## [EXCERPTED RECORDS]
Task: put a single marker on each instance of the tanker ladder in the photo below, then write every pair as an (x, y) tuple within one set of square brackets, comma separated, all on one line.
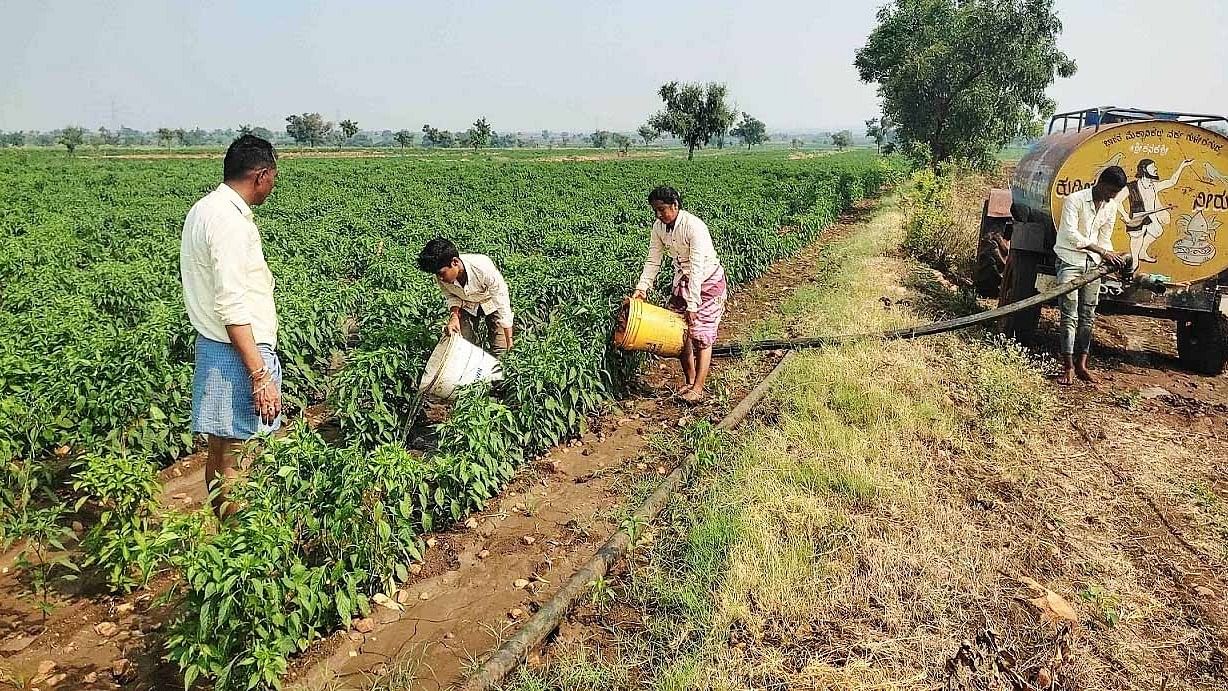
[(726, 350)]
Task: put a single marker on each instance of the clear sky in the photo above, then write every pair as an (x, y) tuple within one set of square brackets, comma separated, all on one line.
[(536, 64)]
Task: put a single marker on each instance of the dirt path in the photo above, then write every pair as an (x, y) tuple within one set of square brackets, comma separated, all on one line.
[(549, 522), (551, 518), (1113, 497)]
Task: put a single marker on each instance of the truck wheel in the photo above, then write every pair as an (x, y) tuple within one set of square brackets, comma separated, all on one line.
[(991, 253), (1019, 282), (1202, 343)]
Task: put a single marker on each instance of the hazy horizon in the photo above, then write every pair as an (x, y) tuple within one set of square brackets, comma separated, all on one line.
[(528, 66)]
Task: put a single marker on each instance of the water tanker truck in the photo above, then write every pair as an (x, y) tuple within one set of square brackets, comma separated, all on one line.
[(1178, 231)]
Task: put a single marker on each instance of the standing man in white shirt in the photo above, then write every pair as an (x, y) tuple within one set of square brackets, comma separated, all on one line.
[(1084, 239), (475, 291), (700, 289), (227, 287)]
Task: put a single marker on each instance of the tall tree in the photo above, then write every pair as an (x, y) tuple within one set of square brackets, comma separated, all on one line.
[(308, 128), (599, 139), (962, 77), (71, 138), (694, 113), (750, 130), (108, 138), (349, 128), (432, 136), (841, 139), (879, 129), (479, 134)]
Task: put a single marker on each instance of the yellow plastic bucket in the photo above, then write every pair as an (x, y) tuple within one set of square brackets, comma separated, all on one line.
[(650, 328)]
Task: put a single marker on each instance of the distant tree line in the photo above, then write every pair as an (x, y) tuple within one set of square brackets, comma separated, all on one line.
[(694, 115)]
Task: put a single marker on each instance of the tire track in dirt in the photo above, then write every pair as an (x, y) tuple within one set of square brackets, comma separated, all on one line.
[(564, 501)]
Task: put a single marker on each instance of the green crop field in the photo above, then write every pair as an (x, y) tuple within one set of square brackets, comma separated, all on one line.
[(96, 357)]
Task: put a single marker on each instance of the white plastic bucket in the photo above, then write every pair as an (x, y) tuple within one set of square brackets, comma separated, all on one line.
[(454, 363)]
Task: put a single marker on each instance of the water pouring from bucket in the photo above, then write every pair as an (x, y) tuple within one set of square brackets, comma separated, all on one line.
[(648, 328), (456, 363)]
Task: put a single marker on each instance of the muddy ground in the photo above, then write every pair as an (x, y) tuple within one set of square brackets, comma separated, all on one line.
[(464, 598)]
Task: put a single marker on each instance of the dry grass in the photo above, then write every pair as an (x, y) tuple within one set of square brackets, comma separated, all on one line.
[(884, 512)]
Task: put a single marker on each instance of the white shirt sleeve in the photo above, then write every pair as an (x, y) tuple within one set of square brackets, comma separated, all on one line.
[(229, 257), (451, 297), (496, 287), (652, 264), (700, 254), (1070, 226)]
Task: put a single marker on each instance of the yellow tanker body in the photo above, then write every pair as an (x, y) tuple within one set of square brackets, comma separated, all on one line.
[(1178, 190), (1174, 221)]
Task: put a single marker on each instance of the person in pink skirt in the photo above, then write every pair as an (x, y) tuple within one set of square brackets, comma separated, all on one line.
[(699, 290)]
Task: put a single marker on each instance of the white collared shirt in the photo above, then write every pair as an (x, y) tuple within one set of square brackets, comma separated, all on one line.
[(221, 263), (690, 246), (484, 287), (1082, 226)]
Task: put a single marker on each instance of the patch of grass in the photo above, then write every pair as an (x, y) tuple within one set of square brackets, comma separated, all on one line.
[(580, 668)]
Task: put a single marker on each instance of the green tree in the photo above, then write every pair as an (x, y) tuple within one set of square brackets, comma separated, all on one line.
[(349, 128), (694, 113), (599, 139), (442, 139), (308, 128), (879, 129), (479, 134), (962, 77), (71, 138), (750, 130)]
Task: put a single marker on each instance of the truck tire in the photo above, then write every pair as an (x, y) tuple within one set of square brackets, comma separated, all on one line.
[(991, 255), (991, 252), (1019, 282), (1202, 343)]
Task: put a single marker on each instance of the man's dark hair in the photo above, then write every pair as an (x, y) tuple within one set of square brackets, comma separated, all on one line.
[(437, 254), (1114, 177), (666, 194), (247, 154)]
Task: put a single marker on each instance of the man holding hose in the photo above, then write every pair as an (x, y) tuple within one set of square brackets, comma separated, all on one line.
[(1084, 241)]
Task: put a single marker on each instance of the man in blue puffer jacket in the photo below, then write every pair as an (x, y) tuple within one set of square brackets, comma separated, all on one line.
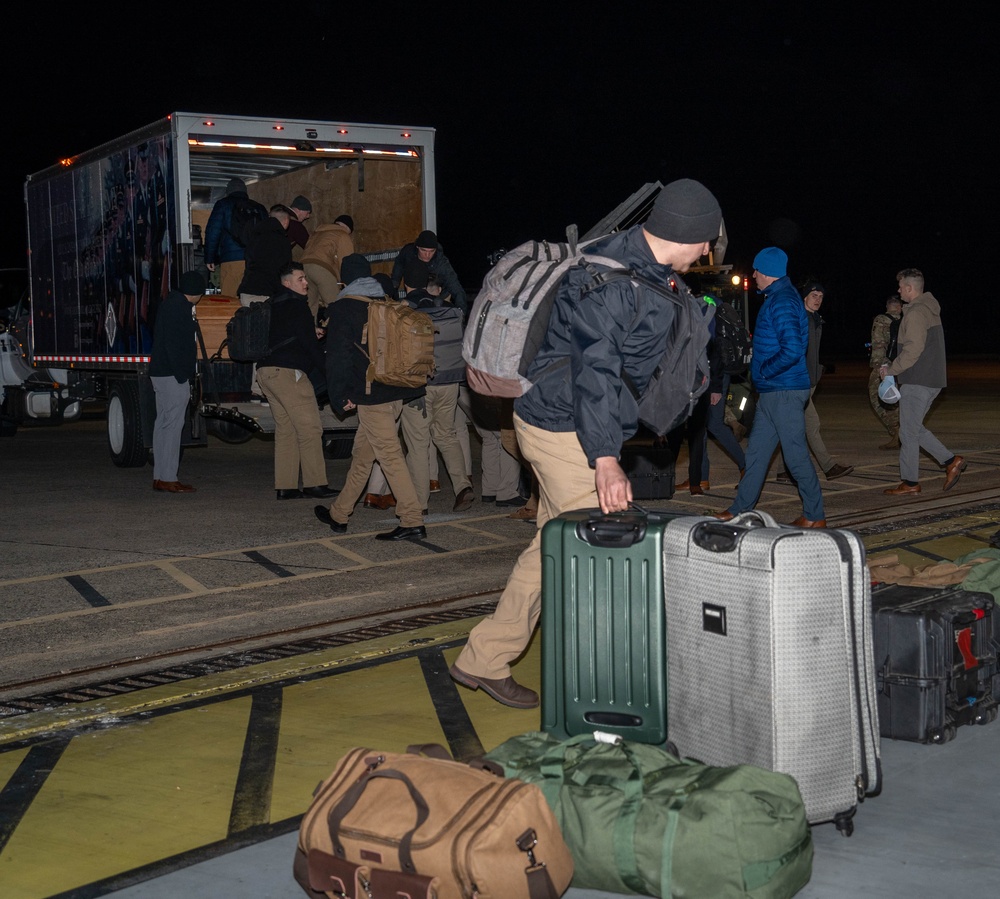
[(781, 378)]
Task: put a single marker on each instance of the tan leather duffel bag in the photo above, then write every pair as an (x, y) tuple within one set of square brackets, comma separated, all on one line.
[(420, 824)]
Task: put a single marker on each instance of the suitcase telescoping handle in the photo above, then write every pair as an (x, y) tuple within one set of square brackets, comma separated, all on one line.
[(722, 537), (614, 532)]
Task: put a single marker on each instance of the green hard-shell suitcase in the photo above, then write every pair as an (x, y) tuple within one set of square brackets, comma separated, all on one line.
[(604, 663)]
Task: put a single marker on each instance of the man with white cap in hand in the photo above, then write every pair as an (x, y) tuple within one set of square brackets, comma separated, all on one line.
[(572, 423), (920, 368)]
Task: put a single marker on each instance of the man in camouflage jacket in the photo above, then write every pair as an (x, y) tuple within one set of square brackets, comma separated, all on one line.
[(881, 325)]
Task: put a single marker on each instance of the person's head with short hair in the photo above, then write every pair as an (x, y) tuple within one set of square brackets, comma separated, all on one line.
[(911, 284), (282, 213), (301, 208), (769, 264), (427, 245), (682, 224), (812, 295), (294, 278)]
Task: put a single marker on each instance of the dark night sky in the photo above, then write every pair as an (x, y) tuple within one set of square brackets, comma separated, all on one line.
[(862, 142)]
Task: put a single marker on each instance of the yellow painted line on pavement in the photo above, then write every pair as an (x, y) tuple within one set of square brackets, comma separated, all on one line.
[(35, 724)]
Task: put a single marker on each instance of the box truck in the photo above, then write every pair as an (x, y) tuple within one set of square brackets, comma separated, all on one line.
[(111, 230)]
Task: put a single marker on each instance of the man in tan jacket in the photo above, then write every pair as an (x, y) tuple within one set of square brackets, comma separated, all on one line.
[(326, 247)]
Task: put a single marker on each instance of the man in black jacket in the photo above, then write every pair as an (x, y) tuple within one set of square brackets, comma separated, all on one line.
[(284, 376), (268, 252), (572, 423), (171, 367), (427, 249), (377, 437)]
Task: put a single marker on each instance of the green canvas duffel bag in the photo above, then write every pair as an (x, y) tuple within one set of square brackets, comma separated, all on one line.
[(639, 820)]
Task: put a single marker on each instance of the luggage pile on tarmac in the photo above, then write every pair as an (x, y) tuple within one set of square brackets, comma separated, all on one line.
[(761, 651)]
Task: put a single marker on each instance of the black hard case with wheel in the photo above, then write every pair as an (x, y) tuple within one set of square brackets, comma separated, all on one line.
[(935, 661), (603, 639)]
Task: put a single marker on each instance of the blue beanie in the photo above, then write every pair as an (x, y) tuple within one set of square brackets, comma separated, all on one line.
[(771, 262)]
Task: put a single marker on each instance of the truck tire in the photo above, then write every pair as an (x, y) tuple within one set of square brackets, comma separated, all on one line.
[(228, 431), (125, 426)]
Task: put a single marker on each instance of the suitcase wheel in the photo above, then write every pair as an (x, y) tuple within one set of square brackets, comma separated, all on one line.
[(986, 715), (941, 735)]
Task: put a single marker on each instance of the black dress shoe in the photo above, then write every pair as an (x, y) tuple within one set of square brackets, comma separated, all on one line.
[(401, 533), (464, 499), (321, 492), (323, 514)]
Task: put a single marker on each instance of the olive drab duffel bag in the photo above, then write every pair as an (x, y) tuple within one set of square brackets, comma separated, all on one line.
[(421, 825), (639, 820)]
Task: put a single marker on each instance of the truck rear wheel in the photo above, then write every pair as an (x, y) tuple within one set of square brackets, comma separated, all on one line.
[(228, 431), (125, 426)]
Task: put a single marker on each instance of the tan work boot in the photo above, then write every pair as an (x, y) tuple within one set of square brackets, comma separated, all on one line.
[(893, 442)]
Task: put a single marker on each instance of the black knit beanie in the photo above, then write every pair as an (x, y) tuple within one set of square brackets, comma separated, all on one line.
[(685, 211)]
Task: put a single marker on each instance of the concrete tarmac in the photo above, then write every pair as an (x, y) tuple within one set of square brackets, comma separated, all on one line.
[(179, 671)]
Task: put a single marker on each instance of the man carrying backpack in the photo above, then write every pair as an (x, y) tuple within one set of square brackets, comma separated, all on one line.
[(226, 235), (378, 406), (572, 423)]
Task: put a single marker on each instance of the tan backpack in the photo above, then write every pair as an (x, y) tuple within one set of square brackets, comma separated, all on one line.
[(400, 344)]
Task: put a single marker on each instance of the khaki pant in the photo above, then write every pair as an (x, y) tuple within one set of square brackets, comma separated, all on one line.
[(566, 482), (378, 440), (324, 287), (432, 423), (230, 277), (298, 433)]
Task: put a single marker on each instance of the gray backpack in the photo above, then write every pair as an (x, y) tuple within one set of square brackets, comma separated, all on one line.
[(510, 315), (510, 318)]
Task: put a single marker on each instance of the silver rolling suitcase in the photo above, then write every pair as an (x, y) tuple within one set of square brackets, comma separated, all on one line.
[(770, 660)]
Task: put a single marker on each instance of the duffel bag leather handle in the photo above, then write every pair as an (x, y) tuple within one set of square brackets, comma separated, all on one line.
[(349, 800)]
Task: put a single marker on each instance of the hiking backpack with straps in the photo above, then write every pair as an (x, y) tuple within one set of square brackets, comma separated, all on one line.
[(732, 339), (510, 318), (399, 342), (449, 366)]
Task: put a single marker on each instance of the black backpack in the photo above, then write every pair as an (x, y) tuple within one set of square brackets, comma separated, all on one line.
[(248, 333), (732, 339), (246, 215)]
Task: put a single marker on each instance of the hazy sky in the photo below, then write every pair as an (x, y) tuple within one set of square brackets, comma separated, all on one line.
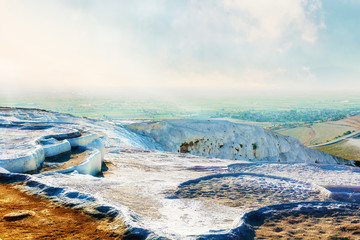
[(177, 46)]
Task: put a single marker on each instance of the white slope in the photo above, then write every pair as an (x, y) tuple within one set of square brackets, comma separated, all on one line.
[(146, 180), (223, 139)]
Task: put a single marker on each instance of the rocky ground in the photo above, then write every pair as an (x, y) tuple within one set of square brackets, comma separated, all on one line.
[(24, 216)]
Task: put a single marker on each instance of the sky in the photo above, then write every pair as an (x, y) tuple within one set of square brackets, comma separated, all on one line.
[(179, 47)]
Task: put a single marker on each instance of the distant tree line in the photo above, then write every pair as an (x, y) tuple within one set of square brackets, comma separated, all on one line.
[(311, 115)]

## [SHORT PROBLEM]
Give the part of the material that opens with the line containing "Task: put a single marker on each instance of the khaki" and closes with the line containing "[(732, 339), (510, 318), (399, 342), (449, 366)]" as a Markdown table with a Row column holding the row number and a Line column holding the line, skipping any blank lines.

## [PROBLEM SOLUTION]
| Row | Line |
|---|---|
| 1 | Task: put a single marker on each instance of the khaki pant in the photo above, then write every pair as an (x, y) tuple within one set of square brackets, comma separated, all on one line. |
| 2 | [(566, 482), (378, 440), (324, 287), (432, 423), (230, 277), (298, 433)] |
| 3 | Task: put a single marker on each instance of the gray backpack in the photo above, then write every pair as an (x, y) tuple within one set of square brackets, comma separated, all on one line. |
| 4 | [(510, 315), (510, 318)] |
| 5 | Task: put a single marker on each instance of the silver rolling suitcase in the photo above, then write every pair as an (x, y) tuple within one set of square brackets, comma separated, all on one line. |
| 6 | [(770, 660)] |
| 7 | Task: put a single marker on each instance of the duffel bag leather handle in the photo above, then write every pair as an (x, y) tuple within one set of square brackets, comma separated, all on one line. |
| 8 | [(349, 800)] |
| 9 | Task: put a single marker on each instance of the hiking backpack with straps in the photo above, then write every pair as an (x, y) tuple within one set of square brackets, comma separated, all on one line. |
| 10 | [(732, 339), (510, 318), (399, 342), (449, 366)] |